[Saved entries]
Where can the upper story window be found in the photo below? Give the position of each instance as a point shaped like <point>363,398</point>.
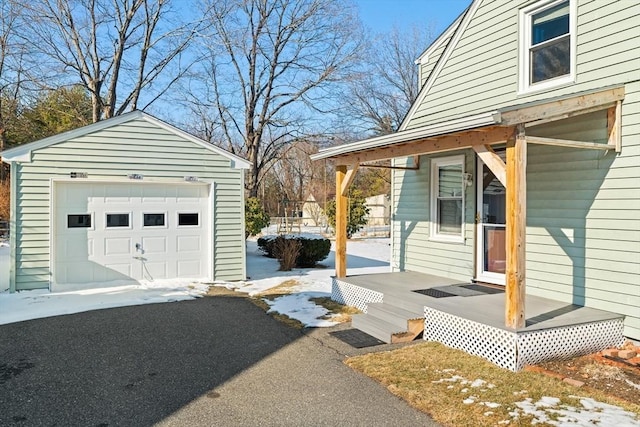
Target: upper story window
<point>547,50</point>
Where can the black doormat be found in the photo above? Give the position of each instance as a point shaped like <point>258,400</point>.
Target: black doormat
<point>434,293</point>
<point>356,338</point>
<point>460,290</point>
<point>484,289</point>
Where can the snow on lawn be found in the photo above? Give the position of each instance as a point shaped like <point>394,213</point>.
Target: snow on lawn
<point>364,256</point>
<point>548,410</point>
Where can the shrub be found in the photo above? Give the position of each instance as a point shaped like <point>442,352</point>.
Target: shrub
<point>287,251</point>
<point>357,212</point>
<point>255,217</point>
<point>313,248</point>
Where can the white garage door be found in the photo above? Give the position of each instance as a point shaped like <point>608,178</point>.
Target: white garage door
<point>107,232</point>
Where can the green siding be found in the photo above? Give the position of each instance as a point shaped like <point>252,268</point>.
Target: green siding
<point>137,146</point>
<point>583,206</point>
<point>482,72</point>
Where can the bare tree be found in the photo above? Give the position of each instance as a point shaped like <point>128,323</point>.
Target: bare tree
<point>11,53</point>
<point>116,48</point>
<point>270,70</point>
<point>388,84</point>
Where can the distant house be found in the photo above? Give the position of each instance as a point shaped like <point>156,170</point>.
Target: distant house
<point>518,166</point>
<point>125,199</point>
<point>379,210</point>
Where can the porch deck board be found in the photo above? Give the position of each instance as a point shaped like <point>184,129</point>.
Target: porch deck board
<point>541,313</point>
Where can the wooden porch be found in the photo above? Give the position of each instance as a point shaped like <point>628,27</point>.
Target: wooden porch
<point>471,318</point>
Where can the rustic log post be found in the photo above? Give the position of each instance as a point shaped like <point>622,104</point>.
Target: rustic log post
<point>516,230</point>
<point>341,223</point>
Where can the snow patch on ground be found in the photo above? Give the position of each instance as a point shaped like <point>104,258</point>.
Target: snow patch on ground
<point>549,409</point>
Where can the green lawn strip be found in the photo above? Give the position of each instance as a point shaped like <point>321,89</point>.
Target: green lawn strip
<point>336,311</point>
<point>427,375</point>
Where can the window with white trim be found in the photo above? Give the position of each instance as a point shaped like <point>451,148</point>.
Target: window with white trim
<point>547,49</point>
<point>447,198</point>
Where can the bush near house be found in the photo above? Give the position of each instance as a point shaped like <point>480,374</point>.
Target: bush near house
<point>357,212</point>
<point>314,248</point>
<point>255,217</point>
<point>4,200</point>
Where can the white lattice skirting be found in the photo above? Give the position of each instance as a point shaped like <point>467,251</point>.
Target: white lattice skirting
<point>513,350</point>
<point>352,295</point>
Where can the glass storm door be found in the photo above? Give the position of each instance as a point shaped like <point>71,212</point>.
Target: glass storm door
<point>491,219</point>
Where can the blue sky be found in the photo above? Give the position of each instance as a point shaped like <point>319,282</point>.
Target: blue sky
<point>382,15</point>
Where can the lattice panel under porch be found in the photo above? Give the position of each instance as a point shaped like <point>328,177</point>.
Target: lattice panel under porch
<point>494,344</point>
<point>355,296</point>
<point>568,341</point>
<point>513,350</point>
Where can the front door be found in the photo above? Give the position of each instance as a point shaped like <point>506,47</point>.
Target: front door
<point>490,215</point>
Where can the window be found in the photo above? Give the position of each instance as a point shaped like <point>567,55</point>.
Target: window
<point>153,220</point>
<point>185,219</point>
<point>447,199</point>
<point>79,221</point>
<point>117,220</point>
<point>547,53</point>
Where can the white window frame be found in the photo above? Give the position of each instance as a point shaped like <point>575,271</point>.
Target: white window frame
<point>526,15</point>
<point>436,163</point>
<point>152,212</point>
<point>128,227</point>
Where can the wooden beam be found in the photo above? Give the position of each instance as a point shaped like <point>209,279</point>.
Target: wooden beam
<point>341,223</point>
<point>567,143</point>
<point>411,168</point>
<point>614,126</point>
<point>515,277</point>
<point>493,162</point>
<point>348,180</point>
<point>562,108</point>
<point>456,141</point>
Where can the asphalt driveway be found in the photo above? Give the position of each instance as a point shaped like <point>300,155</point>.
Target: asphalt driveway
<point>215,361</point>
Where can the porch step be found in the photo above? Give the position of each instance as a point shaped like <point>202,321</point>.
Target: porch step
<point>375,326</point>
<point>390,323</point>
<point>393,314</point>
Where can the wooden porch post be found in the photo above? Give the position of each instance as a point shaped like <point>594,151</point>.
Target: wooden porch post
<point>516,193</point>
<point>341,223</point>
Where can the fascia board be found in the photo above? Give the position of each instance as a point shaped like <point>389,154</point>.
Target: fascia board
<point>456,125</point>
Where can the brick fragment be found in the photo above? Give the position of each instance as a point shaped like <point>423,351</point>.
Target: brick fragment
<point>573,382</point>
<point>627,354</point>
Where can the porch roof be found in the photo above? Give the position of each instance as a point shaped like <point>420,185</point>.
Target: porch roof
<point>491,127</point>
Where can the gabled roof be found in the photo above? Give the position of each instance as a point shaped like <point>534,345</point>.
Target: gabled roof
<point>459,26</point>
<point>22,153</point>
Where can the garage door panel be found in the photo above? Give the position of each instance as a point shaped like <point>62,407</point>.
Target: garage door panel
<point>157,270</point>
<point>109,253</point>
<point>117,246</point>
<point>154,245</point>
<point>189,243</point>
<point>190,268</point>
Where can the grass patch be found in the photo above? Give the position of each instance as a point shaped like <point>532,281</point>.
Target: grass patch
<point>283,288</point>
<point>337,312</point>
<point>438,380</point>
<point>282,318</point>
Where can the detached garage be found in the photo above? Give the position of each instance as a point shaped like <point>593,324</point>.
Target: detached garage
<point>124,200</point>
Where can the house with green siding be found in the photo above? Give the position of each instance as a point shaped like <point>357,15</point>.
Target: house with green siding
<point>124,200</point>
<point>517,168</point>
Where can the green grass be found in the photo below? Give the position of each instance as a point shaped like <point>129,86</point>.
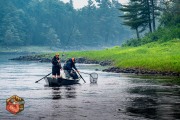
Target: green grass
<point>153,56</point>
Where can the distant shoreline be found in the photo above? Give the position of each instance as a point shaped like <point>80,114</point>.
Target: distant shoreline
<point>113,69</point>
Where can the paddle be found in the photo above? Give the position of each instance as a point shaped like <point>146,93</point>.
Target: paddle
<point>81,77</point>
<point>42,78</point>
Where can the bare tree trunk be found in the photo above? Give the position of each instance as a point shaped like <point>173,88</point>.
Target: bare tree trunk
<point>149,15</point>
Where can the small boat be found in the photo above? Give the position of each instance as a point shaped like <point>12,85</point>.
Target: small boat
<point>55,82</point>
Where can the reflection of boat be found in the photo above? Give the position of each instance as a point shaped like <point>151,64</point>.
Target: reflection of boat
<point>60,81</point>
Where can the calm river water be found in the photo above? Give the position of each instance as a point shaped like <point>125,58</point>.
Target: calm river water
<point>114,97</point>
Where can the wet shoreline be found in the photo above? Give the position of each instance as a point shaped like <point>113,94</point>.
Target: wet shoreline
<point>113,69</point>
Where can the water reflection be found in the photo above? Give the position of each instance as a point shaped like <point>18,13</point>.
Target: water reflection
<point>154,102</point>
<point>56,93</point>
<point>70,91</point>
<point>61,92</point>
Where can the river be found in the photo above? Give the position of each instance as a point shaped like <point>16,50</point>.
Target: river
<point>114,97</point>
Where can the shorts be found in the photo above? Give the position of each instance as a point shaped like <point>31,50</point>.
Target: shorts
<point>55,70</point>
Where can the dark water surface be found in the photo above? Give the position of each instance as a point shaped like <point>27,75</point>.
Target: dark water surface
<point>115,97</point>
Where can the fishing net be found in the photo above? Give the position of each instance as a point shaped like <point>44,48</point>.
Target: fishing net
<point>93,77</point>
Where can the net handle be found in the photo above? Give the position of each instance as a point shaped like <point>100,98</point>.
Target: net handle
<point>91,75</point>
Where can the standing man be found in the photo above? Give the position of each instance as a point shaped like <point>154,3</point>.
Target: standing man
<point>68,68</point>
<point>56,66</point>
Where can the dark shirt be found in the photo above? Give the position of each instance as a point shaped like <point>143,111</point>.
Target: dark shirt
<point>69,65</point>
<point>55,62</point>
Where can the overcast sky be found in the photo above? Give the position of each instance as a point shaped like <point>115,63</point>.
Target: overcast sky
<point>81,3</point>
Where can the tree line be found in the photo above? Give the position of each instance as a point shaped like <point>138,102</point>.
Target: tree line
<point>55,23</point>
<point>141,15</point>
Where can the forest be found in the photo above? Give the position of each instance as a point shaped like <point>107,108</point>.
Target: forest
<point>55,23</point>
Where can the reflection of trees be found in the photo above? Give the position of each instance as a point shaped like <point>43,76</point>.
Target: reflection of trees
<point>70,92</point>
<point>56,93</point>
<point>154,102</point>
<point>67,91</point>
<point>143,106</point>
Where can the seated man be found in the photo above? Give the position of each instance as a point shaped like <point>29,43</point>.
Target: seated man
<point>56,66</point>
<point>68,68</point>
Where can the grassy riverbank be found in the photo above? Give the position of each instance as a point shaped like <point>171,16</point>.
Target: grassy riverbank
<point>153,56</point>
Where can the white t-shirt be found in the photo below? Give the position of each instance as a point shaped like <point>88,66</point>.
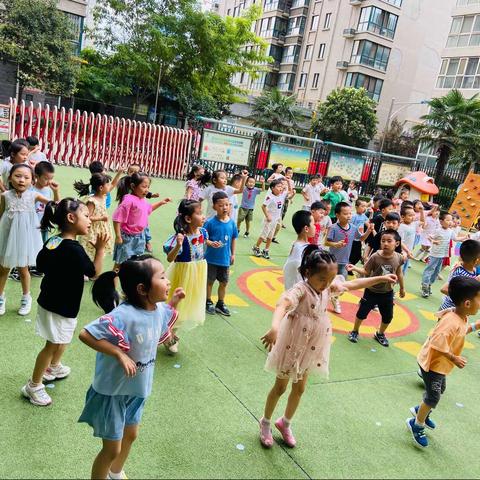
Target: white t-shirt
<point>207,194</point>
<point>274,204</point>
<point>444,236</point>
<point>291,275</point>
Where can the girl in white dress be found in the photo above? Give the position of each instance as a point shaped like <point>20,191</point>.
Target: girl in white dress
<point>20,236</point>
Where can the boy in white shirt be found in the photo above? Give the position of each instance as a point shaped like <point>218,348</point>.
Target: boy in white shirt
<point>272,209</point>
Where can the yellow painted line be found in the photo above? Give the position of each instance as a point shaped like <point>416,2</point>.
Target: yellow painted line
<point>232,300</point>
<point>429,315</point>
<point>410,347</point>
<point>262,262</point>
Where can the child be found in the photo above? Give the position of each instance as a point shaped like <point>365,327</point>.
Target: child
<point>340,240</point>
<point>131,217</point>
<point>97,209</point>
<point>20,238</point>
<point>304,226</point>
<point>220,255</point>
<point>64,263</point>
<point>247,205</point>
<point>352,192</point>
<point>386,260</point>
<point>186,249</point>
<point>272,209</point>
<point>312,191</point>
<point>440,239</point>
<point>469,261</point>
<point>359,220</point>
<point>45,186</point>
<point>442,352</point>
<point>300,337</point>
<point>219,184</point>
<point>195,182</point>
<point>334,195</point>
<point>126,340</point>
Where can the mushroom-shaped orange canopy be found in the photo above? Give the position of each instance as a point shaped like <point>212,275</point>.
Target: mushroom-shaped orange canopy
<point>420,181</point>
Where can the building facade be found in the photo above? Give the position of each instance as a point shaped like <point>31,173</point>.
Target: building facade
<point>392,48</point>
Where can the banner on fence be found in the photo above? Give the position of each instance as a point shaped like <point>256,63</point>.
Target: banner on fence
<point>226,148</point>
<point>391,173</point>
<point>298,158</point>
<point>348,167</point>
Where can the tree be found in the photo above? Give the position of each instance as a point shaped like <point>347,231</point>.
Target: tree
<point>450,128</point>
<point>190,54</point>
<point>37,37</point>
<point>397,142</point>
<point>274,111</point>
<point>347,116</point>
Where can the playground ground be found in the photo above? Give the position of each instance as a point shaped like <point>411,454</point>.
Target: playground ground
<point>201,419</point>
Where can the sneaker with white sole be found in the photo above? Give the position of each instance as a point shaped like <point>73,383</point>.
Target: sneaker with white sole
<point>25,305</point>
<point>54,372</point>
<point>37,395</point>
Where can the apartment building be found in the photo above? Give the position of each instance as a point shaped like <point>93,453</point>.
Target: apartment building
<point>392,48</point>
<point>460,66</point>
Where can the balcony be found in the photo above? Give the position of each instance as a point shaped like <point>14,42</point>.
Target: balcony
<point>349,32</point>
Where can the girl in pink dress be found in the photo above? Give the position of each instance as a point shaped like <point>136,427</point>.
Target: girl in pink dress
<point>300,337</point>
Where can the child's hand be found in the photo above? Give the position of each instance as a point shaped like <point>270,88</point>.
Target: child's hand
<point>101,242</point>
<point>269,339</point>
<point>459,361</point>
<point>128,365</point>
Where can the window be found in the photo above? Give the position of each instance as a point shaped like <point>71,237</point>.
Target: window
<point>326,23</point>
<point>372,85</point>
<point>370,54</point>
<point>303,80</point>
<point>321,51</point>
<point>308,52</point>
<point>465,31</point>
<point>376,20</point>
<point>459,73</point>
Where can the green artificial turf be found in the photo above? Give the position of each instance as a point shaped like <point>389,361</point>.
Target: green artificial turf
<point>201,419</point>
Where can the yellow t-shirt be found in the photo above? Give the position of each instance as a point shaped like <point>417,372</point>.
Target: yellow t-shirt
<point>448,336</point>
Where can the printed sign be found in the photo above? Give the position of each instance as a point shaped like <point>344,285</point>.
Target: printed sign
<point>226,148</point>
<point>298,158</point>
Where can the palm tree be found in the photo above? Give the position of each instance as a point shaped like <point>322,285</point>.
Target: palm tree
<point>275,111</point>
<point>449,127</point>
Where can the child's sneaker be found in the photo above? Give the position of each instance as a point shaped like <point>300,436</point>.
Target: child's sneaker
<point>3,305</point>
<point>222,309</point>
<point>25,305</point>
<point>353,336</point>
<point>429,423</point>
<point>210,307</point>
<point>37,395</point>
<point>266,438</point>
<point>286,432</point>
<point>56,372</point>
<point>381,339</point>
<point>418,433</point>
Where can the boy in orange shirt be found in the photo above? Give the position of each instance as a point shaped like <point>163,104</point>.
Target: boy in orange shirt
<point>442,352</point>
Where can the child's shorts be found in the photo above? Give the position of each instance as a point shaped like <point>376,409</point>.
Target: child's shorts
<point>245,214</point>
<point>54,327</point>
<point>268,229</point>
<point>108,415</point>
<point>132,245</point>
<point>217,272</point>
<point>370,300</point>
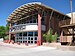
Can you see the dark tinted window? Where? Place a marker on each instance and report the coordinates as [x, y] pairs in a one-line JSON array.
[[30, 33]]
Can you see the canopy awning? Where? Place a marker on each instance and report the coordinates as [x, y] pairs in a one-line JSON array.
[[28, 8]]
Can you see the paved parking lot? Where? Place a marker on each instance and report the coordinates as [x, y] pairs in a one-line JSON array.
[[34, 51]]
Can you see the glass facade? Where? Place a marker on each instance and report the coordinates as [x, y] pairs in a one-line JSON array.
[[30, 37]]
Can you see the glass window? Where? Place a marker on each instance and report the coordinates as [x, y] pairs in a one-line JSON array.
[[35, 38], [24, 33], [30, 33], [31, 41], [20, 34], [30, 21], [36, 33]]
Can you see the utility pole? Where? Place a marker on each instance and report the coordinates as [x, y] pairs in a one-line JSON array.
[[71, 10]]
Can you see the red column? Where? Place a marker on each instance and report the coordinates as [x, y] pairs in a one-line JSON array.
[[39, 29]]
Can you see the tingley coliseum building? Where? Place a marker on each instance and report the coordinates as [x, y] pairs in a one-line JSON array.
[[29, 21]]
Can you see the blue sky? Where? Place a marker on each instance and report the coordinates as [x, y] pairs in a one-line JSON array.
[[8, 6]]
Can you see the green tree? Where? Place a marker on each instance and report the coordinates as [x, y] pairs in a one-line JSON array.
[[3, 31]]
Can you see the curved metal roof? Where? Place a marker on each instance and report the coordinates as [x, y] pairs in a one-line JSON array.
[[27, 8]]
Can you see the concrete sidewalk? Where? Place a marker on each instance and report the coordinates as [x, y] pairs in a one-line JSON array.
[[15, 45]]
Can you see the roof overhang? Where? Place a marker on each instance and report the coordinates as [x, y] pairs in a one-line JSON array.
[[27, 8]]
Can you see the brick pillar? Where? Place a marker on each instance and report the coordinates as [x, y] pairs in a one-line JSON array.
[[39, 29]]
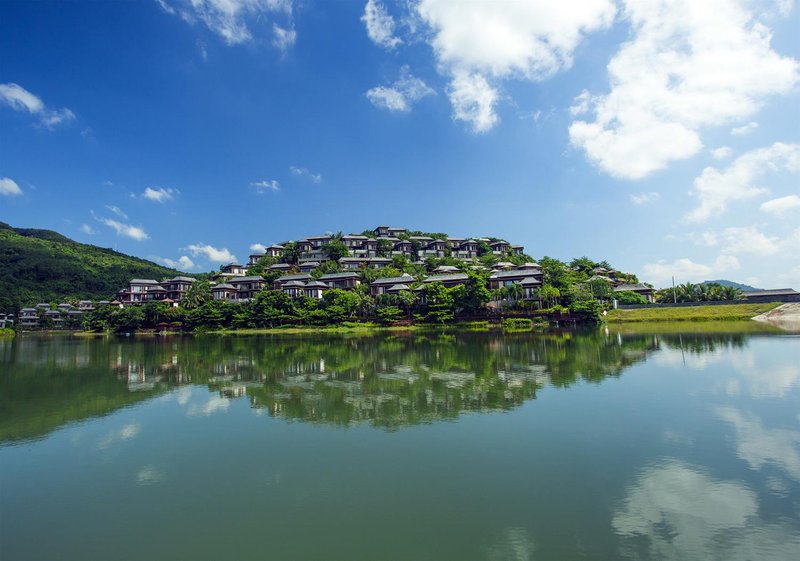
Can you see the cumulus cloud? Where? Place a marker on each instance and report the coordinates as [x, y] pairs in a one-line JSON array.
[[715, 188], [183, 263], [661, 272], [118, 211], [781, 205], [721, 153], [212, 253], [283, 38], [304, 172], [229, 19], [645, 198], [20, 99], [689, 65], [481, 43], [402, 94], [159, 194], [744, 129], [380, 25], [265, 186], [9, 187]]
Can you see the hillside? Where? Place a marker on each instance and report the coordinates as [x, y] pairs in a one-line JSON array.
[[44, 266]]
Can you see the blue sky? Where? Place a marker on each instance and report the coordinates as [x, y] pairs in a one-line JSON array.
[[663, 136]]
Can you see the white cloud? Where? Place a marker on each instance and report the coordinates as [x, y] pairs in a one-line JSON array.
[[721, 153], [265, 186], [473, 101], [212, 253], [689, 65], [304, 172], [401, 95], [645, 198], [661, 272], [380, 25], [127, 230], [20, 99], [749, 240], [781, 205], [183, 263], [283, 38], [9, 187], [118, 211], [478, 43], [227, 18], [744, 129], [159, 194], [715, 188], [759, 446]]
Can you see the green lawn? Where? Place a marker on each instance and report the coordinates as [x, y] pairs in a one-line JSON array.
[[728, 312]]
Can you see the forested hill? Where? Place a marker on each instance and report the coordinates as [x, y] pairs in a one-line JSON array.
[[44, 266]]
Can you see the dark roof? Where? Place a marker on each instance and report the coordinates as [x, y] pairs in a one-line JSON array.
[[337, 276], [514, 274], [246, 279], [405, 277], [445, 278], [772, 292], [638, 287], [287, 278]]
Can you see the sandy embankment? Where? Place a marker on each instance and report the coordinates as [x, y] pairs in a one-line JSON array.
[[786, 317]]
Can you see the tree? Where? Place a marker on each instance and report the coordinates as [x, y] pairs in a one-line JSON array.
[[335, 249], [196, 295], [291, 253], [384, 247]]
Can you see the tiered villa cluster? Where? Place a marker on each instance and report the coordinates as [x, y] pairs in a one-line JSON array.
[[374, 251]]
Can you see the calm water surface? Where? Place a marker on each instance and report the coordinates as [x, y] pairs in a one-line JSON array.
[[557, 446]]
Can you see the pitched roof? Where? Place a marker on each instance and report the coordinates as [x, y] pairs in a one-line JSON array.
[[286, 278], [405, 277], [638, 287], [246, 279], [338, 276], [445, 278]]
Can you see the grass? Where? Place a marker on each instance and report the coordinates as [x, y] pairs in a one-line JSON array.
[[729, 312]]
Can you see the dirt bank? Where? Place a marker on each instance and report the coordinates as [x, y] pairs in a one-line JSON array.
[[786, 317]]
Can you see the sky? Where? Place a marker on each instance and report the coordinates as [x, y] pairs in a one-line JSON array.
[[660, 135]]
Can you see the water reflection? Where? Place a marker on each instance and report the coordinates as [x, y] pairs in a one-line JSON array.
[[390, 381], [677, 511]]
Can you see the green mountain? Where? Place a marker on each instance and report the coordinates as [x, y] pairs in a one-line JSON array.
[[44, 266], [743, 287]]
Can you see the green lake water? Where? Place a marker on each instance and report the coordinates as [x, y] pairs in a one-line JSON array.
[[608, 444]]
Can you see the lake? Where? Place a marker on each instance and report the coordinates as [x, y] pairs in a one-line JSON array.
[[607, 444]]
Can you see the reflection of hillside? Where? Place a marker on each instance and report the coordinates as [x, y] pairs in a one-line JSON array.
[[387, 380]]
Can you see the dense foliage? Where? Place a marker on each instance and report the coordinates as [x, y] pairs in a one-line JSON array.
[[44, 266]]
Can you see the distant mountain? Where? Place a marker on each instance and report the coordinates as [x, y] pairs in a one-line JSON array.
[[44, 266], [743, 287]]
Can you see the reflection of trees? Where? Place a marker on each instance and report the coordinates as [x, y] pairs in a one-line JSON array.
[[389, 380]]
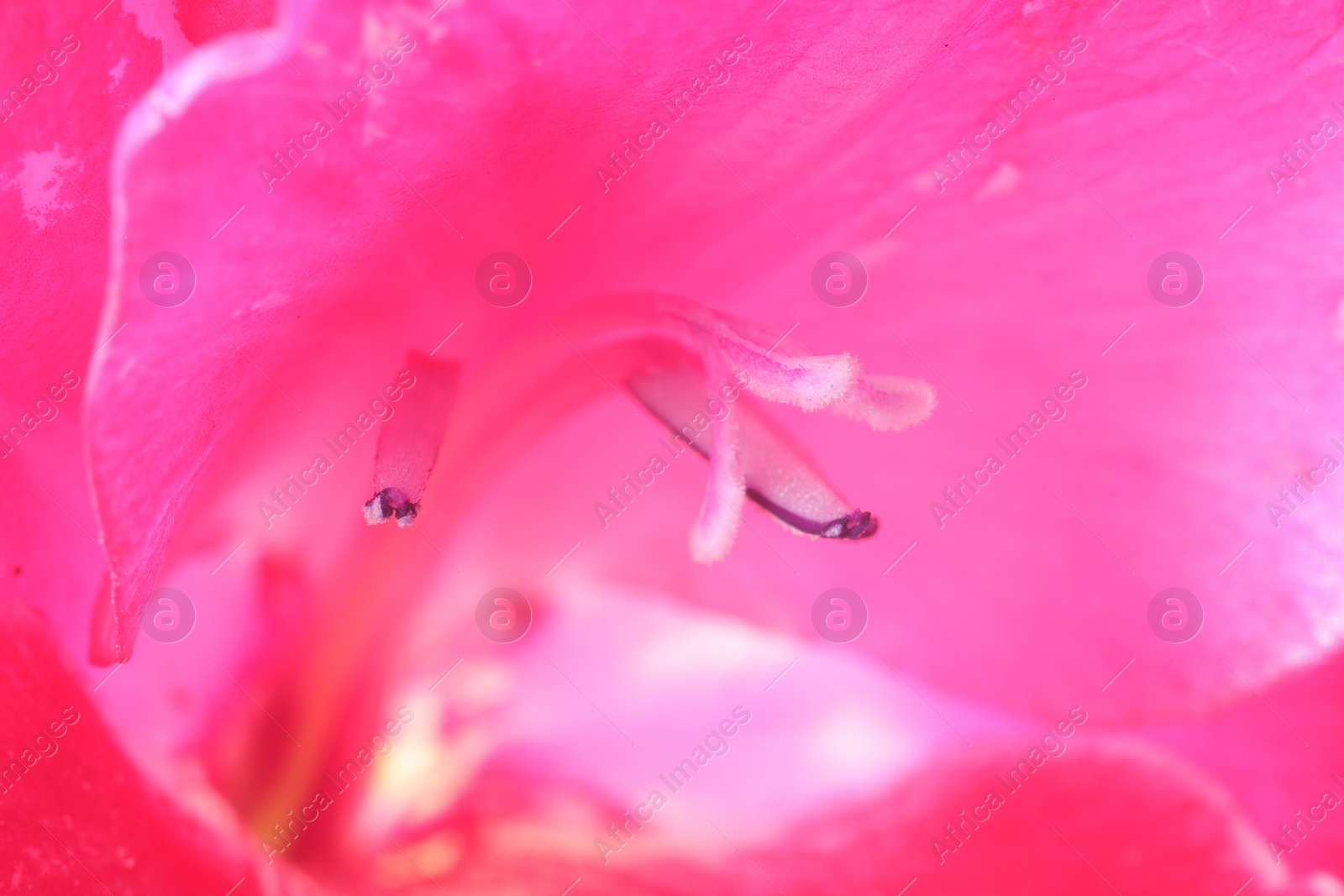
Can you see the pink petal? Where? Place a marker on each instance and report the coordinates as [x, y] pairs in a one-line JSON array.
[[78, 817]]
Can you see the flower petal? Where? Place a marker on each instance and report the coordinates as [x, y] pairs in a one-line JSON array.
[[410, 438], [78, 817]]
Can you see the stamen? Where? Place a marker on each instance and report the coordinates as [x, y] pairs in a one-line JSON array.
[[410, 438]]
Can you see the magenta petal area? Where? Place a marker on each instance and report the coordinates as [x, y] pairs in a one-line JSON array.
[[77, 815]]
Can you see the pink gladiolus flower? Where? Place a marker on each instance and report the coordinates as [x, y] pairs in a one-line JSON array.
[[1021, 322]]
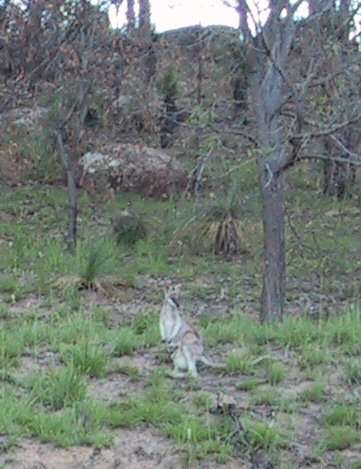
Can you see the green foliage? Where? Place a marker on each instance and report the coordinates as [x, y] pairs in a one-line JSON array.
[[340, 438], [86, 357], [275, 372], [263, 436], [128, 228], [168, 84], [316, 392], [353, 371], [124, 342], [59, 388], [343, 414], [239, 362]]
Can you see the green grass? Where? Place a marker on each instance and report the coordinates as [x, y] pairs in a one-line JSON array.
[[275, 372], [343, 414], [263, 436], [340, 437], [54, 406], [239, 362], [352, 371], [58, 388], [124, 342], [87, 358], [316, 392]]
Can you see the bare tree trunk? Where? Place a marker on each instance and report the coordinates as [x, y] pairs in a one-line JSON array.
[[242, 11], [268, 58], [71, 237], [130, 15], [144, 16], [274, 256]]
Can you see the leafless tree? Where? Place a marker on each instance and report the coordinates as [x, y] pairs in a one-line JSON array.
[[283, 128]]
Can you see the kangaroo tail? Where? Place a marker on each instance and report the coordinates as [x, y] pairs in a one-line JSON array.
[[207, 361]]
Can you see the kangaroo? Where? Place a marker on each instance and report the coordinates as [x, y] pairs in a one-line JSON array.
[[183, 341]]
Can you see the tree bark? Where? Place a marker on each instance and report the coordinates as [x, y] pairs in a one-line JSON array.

- **INSTRUCTIONS FOR THE TASK**
Print exactly the first line of the entries and every line after it through the one that contains "Where can the black", leaving the pictures out.

- **ANSWER TO THIS TASK**
Where can the upper story window be found in the photo below? Give the position of each instance as a point shaped like <point>363,398</point>.
Target: upper story window
<point>547,50</point>
Where can the black doormat be found in the photo above? Give the position of each instance as a point shaped like <point>258,400</point>.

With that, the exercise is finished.